What is required: Only the lines from the one containing "the snow, returned" through the end of the records should be retyped, exactly and including both ends; pictures stay out.
-- START OF Provided data --
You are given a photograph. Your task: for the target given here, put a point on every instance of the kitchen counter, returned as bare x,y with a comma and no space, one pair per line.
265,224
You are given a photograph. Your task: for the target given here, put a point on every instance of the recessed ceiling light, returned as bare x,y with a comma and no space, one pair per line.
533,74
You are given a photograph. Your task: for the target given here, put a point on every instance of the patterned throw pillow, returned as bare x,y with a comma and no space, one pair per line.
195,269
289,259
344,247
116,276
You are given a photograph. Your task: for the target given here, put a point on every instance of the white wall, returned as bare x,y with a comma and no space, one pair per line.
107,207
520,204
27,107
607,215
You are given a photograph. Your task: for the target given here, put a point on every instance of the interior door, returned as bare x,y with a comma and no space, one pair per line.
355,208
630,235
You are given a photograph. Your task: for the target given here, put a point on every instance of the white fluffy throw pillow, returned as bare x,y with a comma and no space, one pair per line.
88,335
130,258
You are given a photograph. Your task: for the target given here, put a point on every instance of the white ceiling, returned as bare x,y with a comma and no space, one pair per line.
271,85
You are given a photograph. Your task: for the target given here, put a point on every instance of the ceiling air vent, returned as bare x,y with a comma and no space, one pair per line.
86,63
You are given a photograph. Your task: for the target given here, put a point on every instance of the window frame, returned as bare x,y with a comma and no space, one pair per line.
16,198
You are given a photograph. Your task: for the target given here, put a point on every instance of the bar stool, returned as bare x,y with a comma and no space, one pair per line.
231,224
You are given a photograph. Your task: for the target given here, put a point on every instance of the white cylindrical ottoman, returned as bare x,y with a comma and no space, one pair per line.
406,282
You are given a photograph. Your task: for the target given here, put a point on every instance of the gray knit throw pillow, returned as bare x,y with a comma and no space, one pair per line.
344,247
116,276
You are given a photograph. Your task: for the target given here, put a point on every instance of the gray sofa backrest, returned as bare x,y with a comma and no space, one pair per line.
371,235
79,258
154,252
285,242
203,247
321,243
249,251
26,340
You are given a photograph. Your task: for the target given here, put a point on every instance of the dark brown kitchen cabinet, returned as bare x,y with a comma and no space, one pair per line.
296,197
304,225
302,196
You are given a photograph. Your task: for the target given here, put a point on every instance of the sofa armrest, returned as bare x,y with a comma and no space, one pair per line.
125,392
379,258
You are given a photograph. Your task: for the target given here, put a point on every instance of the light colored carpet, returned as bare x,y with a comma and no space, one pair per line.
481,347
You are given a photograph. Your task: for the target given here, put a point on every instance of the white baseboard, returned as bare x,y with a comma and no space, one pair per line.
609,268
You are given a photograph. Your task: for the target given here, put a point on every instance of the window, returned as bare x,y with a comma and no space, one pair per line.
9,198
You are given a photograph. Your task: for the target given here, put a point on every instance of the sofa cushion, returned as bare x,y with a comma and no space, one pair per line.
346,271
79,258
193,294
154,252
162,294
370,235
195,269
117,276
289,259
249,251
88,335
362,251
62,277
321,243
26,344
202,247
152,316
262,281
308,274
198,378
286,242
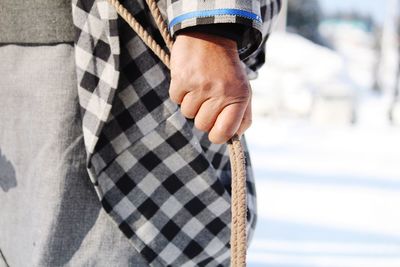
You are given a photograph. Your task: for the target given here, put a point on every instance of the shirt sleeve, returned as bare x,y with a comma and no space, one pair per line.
255,16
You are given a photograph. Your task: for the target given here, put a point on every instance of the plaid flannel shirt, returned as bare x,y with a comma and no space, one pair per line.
161,181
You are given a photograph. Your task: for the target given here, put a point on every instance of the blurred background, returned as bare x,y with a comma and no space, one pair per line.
325,140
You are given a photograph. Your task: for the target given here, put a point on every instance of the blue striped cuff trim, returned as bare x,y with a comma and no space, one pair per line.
214,12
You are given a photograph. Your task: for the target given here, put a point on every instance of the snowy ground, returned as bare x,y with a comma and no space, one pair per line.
327,195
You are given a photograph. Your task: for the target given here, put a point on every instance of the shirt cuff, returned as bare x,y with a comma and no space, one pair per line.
184,14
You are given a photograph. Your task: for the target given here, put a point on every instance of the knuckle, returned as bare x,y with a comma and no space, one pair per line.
187,112
202,125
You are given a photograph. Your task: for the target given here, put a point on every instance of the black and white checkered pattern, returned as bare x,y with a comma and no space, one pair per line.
164,184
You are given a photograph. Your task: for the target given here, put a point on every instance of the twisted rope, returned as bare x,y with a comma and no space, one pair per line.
236,154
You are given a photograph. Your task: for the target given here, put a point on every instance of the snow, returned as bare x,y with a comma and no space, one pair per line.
328,189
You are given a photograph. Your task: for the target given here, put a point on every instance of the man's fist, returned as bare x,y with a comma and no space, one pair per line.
210,84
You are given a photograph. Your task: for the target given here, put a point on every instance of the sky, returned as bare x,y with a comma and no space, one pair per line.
377,8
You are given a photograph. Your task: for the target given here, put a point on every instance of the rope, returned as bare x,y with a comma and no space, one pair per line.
236,154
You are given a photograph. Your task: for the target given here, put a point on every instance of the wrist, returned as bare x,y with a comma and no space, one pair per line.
211,39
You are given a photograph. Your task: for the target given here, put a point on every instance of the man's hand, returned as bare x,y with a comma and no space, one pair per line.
210,84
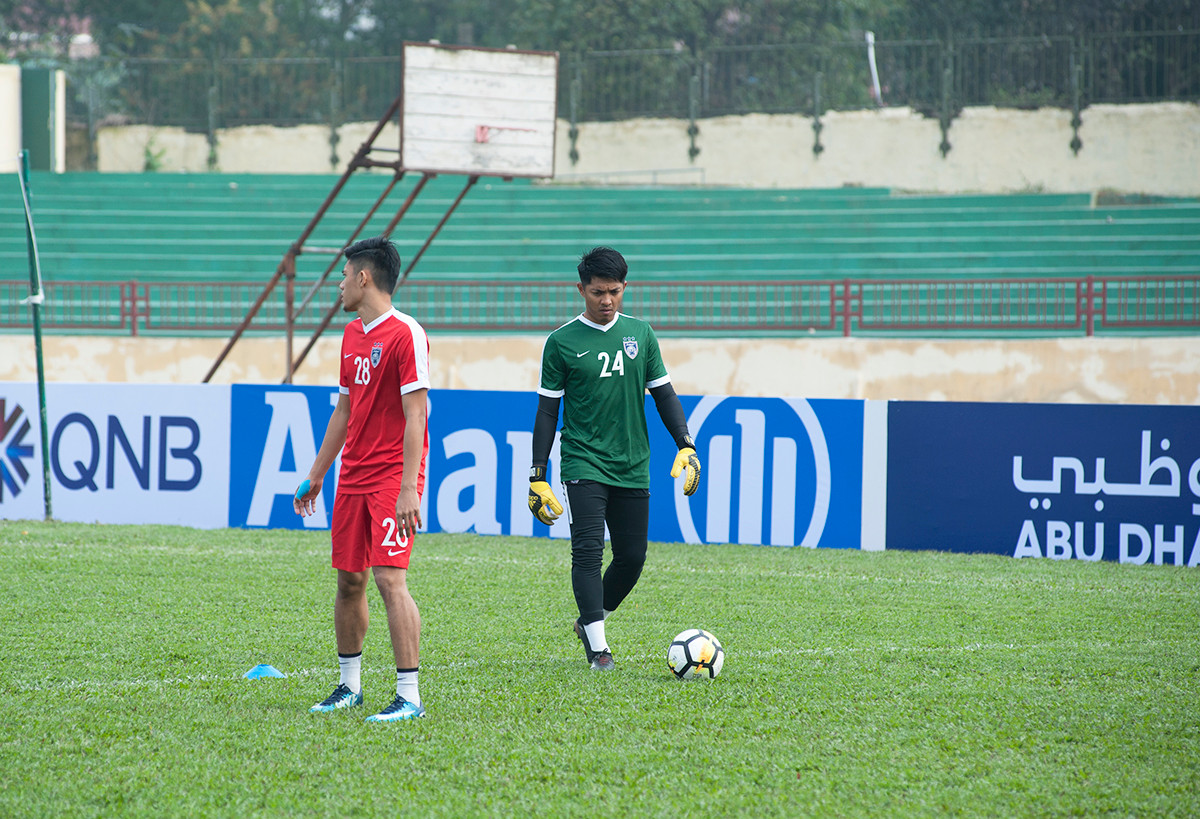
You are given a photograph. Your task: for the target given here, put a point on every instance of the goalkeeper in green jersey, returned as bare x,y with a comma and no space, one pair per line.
599,366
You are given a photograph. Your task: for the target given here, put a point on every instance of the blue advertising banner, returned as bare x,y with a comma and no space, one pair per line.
777,471
118,454
1067,482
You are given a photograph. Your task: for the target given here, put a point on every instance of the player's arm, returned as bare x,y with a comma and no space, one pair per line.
305,501
408,502
543,502
673,418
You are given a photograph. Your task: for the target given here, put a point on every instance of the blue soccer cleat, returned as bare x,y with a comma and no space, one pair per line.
400,709
341,698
-- END OF Provided data --
Finished task:
You are given a photograph. Your task: for the target given here, put a point on every instance of the snow, returned as bare x,y with a comma and no space, one pair per line.
328,189
You are given a photograph. Your task: for the target given here, put a point on every instance of the man's fist, returned as bare x,y with a comma and no space, one pair per line.
210,84
You are given a photograph. Your task: for the target given here, put a point on every instance of the sky, returned as bare x,y with a comma and no space, one pair per line.
377,8
You are given a photograph. Your task: for the target given here, put a point on every instance of the rope, returned as bare x,y with a comma and no space, one pair per line.
236,154
You are given a photograph. Your task: for the target given here, put a point on every instance of the wrist, returned as bare x,y with a comma and no space, one pair per line.
211,39
You are given a photograph. Your task: for the target given here, put a point on every instance of the man's hand, returned as bare x,y with a comma and no space, one pair per line.
210,84
You are given a photograph. Your task: for the target given here, put a point on every instance of the goalkeeper in green jersey, returned as bare x,y with a comma and no space, one pair per line.
599,366
You are given a photograph. Your task: for the target given here, put a point on every instance of the blue advertising banner, returned as bare x,y with a comma and no space, one pair per line.
777,471
118,454
1067,482
You are given a photograph. Your task: for the target given here, put a point on every instance of the player's arm, returned as bare x,y with a comma and no space, one pair per line.
305,501
408,502
543,502
673,418
You are given a photograph. Your task: for the target given here, put a point on every instance of the blue soccer cleat, returned as bare x,y with a comma and no space, one pair per line.
400,709
341,698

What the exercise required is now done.